[Start of Attachment]
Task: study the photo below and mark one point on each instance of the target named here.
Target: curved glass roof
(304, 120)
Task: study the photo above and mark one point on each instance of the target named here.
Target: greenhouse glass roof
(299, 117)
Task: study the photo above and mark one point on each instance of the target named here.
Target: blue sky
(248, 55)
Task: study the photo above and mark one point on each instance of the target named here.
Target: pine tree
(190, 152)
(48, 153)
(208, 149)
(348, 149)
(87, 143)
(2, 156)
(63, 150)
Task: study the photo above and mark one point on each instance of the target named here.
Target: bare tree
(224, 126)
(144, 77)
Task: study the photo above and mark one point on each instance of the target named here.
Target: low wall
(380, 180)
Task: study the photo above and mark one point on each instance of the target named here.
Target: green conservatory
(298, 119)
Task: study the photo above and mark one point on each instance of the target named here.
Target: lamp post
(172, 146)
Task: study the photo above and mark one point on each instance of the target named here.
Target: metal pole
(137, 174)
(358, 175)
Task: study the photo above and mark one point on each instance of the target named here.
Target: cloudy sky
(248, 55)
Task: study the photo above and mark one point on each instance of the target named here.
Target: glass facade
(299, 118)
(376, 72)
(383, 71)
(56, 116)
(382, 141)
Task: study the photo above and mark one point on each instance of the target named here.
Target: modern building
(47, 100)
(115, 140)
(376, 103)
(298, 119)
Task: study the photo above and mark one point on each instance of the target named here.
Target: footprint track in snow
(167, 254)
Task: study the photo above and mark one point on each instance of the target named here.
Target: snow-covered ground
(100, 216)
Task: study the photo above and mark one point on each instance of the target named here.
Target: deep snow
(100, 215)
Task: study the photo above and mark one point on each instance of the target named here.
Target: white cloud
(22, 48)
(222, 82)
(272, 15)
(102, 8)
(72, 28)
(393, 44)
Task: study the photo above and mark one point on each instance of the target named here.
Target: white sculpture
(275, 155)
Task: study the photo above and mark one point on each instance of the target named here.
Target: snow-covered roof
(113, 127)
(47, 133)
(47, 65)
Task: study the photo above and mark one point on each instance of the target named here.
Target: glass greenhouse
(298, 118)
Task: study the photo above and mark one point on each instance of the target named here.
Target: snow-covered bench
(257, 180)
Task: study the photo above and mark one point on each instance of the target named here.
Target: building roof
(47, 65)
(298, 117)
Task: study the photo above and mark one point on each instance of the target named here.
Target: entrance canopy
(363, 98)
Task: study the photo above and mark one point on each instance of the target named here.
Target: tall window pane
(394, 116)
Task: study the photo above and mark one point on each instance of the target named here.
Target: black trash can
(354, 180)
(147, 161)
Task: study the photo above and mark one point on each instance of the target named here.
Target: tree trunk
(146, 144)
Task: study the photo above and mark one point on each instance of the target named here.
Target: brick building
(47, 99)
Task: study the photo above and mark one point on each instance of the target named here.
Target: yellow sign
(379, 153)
[End of Attachment]
Would you return every line of the data above exactly?

Task: study the photo below and mark one point on each instance of the target named here.
Target: curved glass roof
(304, 120)
Task: study the photo above and mark one point on each instance of the target named here.
Target: greenhouse glass roof
(299, 117)
Task: study the photo above and mark one point on each instance of the target named here.
Target: blue sky
(248, 55)
Task: study the photo above and mark one point on each instance of the target named here.
Target: pine tree
(190, 152)
(48, 153)
(208, 149)
(348, 149)
(87, 143)
(2, 156)
(63, 150)
Task: study the photo above and mark one point on each instance of the target named here.
Target: bare tree
(224, 126)
(144, 77)
Task: study the photo above and mark one point on each instance of the target named here.
Target: low wall
(380, 180)
Task: study the photo above and mark one point on each instance of the target named here.
Target: green conservatory
(298, 119)
Task: study the photo above and mark one point on each instance of the target named here.
Target: lamp post
(172, 146)
Task: study the photo above and mark one point on each instance of the target named here.
Target: metal pole
(137, 174)
(358, 175)
Task: study the photo above and mark one point on each instance of the target named here.
Target: cloudy sky
(248, 55)
Task: study the photo above and mark one point on each instance of the target named here.
Target: glass facade
(299, 118)
(376, 72)
(383, 71)
(56, 116)
(382, 141)
Task: study the photo above and mark one point on each instance of the target named here.
Target: modern building
(47, 100)
(115, 140)
(376, 103)
(298, 119)
Task: study the photo above and mark one point on each instance of the target named here.
Target: footprint track in snow
(167, 254)
Task: study the photo above and mark one point on each instance of the target named here.
Target: snow-covered ground
(100, 216)
Task: study the photo above and mark one point on each instance of the target named here.
Target: deep snow
(100, 215)
Task: study the photo above and mark one point on each instance of the target named here.
Target: white cloud
(22, 48)
(222, 82)
(272, 15)
(102, 8)
(72, 28)
(393, 44)
Task: study the photo above and mark one point on each instance of the target named here.
Target: white sculpture
(275, 155)
Task: study the photo above and mark one point on each instance of the target named here.
Target: snow-covered roof
(113, 127)
(47, 133)
(47, 65)
Task: study the photo above and mark one point on each instance of the target named here.
Target: glass greenhouse
(298, 118)
Task: study the photo above and mark one point on each instance of the target named here.
Target: snow-covered bench
(257, 180)
Task: study the photo above and mark one point on each instance of the target named here.
Target: building roof
(47, 65)
(298, 117)
Task: study the photo above and mark one point on each instance of the target named here.
Target: entrance canopy
(363, 98)
Task: study the photo above and mark one point on each instance of the target named here.
Target: tall window pane
(394, 116)
Task: study the photo above and mark one point on each instance of the target named here.
Target: black trash can
(354, 180)
(147, 161)
Task: study the photo above and mark one point on each instance of the target named here.
Target: tree trunk
(146, 144)
Task: study the photo above and mark one point on each instance of the target named here.
Target: brick building
(47, 99)
Task: study the photo above and mark one point on each instance of the target named here.
Target: yellow sign
(379, 153)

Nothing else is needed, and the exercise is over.